:: PROVIDED ENTRIES ::
::::

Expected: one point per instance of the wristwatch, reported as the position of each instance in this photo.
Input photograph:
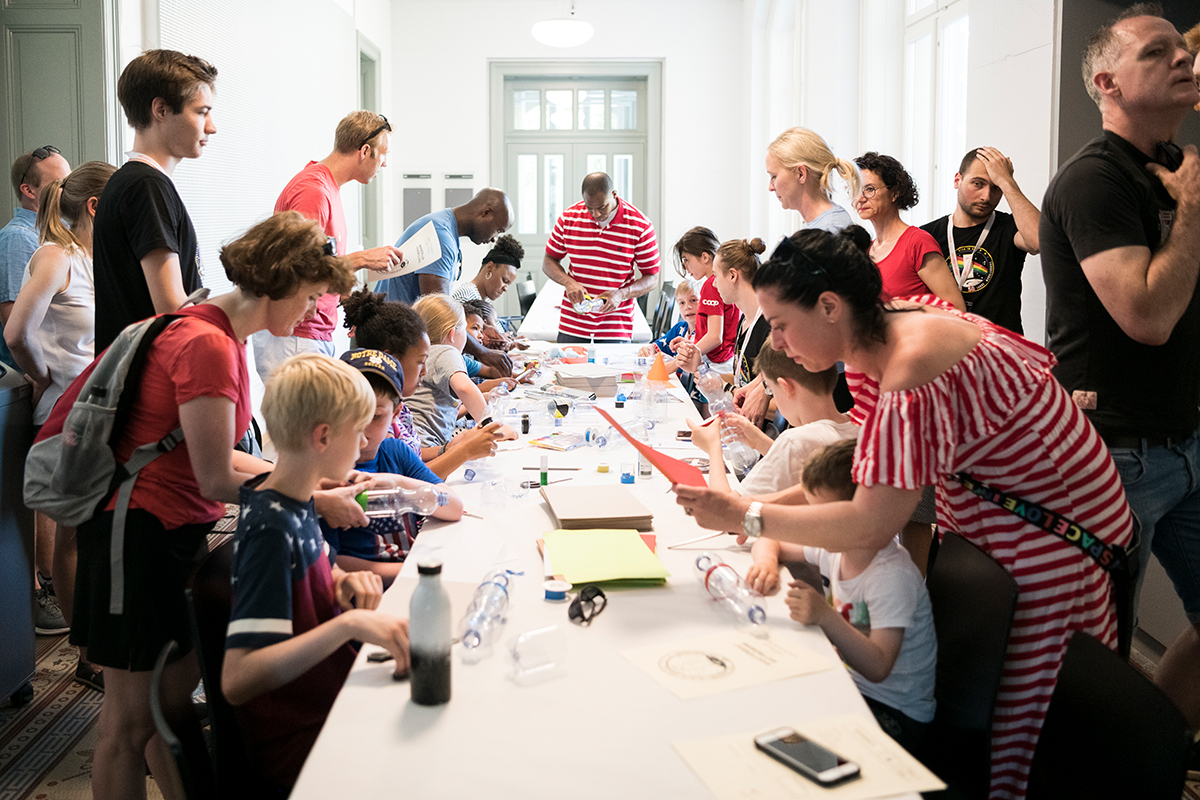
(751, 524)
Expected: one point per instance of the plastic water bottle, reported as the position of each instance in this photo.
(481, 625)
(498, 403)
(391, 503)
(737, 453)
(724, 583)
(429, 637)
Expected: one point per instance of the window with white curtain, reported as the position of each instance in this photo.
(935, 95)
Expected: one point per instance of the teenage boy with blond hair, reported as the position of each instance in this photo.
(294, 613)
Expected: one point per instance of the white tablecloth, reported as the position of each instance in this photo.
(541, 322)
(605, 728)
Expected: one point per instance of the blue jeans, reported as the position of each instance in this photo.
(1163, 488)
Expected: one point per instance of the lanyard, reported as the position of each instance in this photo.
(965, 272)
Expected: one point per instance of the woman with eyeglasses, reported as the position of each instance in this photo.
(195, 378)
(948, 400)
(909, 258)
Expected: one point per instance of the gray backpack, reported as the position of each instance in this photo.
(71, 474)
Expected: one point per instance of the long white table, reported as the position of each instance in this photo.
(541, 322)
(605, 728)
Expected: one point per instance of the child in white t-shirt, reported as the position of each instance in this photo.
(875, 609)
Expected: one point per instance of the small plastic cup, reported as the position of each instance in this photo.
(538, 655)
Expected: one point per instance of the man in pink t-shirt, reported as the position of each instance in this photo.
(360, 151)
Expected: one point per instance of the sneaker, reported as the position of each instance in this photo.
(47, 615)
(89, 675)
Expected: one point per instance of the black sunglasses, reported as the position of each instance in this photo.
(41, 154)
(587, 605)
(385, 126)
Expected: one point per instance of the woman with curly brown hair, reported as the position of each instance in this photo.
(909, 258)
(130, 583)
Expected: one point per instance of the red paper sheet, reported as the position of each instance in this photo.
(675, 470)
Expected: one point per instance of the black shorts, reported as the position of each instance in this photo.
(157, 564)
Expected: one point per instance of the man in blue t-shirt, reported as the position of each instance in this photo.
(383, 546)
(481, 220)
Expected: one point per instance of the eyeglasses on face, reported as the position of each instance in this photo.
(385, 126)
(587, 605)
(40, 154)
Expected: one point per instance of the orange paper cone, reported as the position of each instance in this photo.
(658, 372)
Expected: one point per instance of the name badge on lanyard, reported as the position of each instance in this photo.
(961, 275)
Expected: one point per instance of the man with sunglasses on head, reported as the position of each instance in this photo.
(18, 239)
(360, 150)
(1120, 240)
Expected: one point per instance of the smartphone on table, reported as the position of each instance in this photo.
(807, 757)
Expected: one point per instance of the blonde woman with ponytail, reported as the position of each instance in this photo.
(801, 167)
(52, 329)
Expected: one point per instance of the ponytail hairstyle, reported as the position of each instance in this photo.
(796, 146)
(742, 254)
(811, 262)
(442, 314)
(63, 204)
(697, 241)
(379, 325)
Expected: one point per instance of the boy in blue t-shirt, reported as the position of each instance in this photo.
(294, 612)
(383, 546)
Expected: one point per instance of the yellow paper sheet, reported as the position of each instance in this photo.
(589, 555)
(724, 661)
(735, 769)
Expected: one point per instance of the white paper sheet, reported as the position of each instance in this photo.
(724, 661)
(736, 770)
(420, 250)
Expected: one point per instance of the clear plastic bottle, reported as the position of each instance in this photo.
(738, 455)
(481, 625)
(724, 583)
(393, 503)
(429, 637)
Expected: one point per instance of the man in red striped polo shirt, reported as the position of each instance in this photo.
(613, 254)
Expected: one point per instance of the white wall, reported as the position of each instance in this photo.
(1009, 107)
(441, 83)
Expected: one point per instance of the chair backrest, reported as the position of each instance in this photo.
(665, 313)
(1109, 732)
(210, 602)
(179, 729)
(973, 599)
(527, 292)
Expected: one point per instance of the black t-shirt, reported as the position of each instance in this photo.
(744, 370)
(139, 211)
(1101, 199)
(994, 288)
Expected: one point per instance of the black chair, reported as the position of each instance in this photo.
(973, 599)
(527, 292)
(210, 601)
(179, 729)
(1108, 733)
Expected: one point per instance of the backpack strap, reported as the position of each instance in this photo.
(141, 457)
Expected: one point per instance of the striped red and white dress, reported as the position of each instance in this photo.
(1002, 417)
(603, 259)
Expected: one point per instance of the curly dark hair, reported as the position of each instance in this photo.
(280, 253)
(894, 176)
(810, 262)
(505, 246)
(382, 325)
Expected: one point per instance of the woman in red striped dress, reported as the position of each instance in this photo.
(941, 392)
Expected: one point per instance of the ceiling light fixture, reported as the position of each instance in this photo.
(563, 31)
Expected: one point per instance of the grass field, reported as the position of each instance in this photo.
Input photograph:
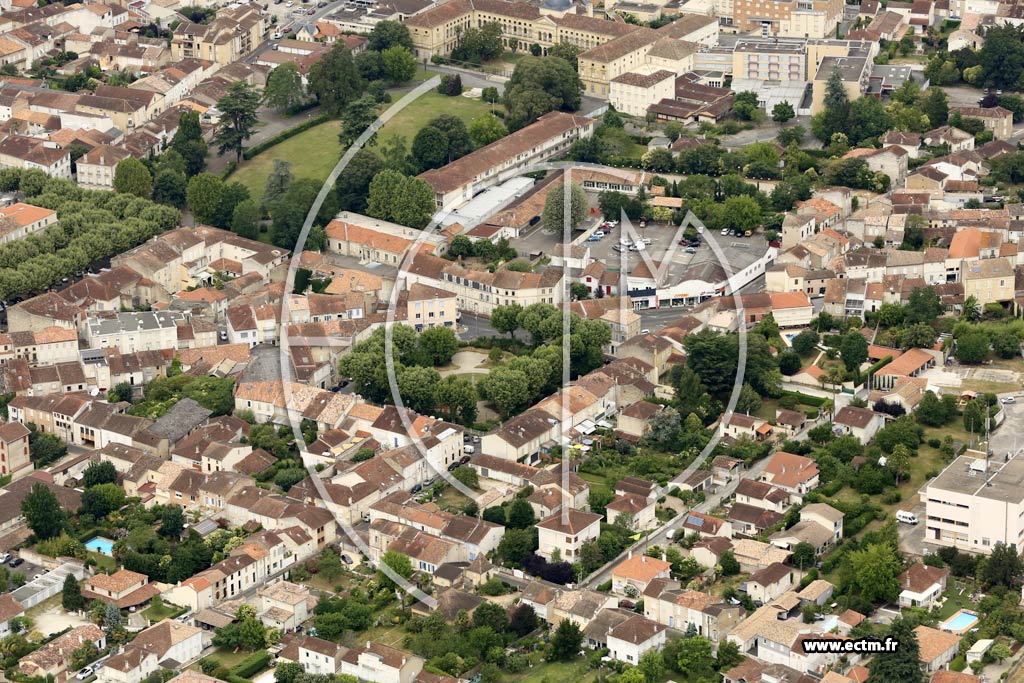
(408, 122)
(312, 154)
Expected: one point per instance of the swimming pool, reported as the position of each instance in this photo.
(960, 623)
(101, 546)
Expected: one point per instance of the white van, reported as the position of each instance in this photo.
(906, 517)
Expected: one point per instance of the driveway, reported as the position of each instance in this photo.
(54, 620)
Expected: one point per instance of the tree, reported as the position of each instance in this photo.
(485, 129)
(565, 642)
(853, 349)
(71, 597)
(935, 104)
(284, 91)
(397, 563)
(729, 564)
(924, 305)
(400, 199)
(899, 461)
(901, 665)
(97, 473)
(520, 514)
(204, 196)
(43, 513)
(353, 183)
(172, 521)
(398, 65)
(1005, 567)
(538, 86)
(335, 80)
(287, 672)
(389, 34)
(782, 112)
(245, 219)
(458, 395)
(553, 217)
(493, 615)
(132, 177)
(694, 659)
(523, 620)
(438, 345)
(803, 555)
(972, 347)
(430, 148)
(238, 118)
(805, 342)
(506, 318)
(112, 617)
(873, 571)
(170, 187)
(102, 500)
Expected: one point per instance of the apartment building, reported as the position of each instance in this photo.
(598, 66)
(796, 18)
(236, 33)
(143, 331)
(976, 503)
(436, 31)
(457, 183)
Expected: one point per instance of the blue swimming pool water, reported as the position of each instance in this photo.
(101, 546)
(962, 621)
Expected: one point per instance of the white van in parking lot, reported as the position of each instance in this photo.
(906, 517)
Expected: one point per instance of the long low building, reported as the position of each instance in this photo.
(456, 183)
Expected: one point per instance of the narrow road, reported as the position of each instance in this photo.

::::

:: THE EXERCISE ::
Output as a JSON list of strings every line of the data from the line that contains "Expected: one point per instance of the white van in" through the final line, one string per line and blank lines omitted.

:: TASK RESULT ::
[
  "Expected: one point per instance of the white van in parking lot, reported as the position of each instance in this photo.",
  "(906, 517)",
  "Expected: one point per instance of the long low building, reported as the position of each instance in this photo.",
  "(456, 183)",
  "Expected: one point per instance of the narrow road, reported as the position of each instance in this photo."
]